→ **DATA FOR ANALYSIS**:
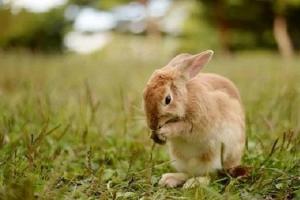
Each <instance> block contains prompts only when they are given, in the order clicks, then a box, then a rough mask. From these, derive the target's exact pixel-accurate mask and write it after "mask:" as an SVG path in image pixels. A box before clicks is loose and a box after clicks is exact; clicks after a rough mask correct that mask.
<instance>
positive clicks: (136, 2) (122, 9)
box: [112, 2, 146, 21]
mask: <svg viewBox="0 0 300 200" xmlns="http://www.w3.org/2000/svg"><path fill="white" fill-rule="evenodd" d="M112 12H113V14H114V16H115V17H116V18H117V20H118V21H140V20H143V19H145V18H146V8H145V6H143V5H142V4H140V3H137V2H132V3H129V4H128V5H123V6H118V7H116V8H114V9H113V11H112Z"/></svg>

---

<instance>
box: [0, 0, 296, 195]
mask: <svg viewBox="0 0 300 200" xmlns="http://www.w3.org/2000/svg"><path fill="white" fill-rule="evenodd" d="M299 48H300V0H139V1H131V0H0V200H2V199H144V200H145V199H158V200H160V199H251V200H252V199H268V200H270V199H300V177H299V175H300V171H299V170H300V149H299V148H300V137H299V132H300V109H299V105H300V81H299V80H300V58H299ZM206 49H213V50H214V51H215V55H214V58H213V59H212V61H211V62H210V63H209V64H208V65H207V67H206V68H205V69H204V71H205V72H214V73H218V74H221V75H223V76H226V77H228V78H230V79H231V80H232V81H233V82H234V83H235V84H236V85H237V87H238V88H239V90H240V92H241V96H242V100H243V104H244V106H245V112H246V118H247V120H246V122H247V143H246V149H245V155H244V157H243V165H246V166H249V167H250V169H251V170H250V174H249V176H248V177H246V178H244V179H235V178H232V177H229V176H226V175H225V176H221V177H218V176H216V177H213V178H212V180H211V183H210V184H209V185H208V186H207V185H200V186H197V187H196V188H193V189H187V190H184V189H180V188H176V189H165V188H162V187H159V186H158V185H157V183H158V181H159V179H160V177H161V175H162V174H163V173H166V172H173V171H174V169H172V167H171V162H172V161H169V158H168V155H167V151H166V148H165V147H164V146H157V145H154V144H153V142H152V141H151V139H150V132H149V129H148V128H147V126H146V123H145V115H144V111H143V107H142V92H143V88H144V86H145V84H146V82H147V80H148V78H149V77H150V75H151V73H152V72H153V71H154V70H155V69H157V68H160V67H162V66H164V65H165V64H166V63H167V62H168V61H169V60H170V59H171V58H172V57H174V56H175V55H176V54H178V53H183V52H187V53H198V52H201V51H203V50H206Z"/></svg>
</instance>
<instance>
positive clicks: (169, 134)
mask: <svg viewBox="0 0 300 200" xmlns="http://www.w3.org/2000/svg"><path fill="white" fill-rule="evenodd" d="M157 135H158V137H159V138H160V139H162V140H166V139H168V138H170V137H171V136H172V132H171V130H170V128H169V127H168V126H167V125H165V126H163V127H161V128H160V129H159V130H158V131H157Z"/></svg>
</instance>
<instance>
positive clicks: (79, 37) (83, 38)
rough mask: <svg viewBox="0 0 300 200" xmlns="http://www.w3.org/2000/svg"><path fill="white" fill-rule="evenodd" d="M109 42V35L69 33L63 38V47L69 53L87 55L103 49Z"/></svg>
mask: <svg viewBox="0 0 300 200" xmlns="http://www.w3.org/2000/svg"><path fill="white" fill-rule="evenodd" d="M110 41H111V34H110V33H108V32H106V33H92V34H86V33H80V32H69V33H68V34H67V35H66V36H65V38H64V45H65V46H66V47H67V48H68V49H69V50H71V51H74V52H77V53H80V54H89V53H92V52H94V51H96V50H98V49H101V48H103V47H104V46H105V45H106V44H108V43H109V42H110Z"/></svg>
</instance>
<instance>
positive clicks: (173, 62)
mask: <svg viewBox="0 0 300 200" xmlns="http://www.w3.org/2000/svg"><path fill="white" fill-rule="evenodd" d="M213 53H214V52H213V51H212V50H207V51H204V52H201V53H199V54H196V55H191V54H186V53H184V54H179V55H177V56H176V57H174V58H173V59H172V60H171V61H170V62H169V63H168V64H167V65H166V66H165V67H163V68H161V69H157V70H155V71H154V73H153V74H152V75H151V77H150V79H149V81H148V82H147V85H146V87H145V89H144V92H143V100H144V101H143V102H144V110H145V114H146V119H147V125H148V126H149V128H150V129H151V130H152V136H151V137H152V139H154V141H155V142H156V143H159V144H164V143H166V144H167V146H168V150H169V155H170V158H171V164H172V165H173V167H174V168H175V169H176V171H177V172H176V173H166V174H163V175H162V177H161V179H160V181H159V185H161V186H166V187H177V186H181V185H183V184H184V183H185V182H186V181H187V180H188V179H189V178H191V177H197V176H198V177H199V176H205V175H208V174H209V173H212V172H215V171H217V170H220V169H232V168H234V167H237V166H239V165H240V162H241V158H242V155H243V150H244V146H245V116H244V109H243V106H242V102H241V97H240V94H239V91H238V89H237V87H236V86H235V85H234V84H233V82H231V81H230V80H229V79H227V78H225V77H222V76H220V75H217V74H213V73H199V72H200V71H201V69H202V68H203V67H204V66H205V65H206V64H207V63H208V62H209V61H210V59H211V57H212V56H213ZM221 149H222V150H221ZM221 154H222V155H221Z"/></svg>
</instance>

→ **WORK TO BE COMPLETED**: Which lines of the data above contain the string "positive"? Pull out each such line in full.

→ **WRITTEN REPLY**:
positive clicks: (136, 2) (122, 9)
positive clicks: (169, 134)
positive clicks: (79, 37) (83, 38)
positive clicks: (173, 62)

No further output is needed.